# EXERCISE GOAL:
In the article on PURC legislators' trips, what was the total taxpayer cost of the trips over the nine-year period?

PURC legislative members took junkets to utility industry-sponsored events

By Rick Brundrett
The Nerve

From 2007 through 2016, five longtime legislative members of a panel that nominates candidates to the S.C. Public Service Commission each attended at least two out-of-state events sponsored by utility-industry trade groups, records show.
The total taxpayer cost of the trips by the five lawmakers who sit on the six-legislator, 10-member State Regulation of Public Utilities Review Committee (PURC), along with legislative staff who traveled, was more than $12,000 over the nine-year period, The Nerve’s review found.
The events were organized by the Washington-based National Association of Regulatory Utility Commissioners (NARUC), which on its website bills itself as being “dedicated to representing the state public service commissioners who regulate the utilities that provide essential services such as energy, telecommunications, power, water and transportation.”
The traveling legislators, according to state income-disclosure reports and records provided to The Nerve by the House and Senate chambers, included:
Sen. Thomas Alexander, R-Oconee, who is the PURC chairman and also the Senate Labor, Commerce and Industry Committee chairman;
Sen. Luke Rankin, R-Horry, who is the Senate Judiciary Committee chairman;
Sen. Brad Hutto, D-Orangeburg;
Rep. Bill Sandifer, R-Oconee, who is the PURC vice-chairman and the House Labor, Commerce and Industry Committee (LCI) chairman; and
Rep. Mike Forrester, R-Spartanburg, who is the first vice-chairman of the House LCI.

# INFORMATION SUPPLIED:
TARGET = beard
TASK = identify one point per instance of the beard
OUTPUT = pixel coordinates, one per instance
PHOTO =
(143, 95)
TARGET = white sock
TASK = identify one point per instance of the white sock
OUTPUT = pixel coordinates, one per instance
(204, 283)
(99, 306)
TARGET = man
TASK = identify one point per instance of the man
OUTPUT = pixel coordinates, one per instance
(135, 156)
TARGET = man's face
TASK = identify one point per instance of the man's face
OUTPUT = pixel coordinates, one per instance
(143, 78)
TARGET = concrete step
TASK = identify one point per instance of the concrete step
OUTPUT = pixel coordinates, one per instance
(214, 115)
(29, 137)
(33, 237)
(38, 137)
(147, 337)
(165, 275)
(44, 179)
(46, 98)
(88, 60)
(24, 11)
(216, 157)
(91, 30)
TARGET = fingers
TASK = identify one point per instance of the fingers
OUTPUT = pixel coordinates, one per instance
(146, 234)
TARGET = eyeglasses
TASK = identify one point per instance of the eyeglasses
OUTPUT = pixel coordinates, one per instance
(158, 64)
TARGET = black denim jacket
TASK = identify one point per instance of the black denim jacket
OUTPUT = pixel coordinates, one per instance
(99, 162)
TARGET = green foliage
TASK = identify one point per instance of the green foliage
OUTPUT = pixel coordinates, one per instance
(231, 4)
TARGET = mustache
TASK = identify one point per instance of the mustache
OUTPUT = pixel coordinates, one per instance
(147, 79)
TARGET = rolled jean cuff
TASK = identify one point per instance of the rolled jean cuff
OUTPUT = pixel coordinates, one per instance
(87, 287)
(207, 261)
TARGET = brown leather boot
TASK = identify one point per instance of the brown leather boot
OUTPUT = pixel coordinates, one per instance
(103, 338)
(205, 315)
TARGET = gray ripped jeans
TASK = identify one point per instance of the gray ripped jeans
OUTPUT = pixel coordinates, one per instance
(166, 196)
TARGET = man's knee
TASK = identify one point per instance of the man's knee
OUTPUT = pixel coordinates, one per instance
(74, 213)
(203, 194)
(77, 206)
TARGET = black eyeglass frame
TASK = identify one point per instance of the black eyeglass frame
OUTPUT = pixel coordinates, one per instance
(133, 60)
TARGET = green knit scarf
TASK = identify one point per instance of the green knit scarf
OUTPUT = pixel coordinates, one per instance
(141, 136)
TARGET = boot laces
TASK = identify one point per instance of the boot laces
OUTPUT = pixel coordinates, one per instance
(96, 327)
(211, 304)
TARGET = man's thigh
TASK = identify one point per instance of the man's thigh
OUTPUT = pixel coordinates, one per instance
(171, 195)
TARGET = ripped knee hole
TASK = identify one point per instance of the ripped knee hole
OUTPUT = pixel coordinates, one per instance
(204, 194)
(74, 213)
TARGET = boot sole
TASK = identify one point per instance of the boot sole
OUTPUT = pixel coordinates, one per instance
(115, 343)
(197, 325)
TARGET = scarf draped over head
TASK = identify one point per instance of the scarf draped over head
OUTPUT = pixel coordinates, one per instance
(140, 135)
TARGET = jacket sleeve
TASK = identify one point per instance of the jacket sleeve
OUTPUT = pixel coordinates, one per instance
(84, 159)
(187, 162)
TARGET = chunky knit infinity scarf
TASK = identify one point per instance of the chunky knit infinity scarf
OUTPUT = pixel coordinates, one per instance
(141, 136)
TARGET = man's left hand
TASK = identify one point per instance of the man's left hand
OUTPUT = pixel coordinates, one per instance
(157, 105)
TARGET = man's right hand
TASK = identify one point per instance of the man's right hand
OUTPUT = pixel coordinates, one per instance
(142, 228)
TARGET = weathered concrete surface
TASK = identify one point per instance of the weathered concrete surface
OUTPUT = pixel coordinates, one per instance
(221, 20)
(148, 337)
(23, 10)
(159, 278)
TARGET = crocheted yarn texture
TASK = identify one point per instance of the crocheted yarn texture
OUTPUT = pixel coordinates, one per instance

# RESPONSE:
More than $12,000.